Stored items
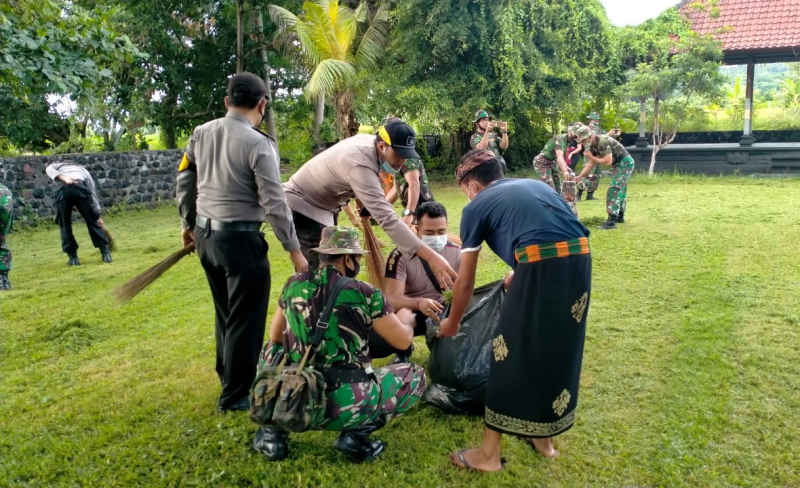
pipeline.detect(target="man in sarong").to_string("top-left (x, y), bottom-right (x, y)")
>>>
top-left (439, 149), bottom-right (592, 471)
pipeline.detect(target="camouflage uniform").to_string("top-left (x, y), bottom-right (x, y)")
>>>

#### INSTRUCTIONS FOR THE TASK:
Each entry above should be returned exactly as written, minus its pictures.

#### RESULT OF THIS TASK:
pipeline.detect(target="man in sarong").to_string("top-left (x, y), bottom-right (x, y)")
>>>
top-left (439, 149), bottom-right (592, 471)
pipeline.detect(target="camouflage uniform").to_string("top-left (x, y), bottom-right (x, y)")
>>>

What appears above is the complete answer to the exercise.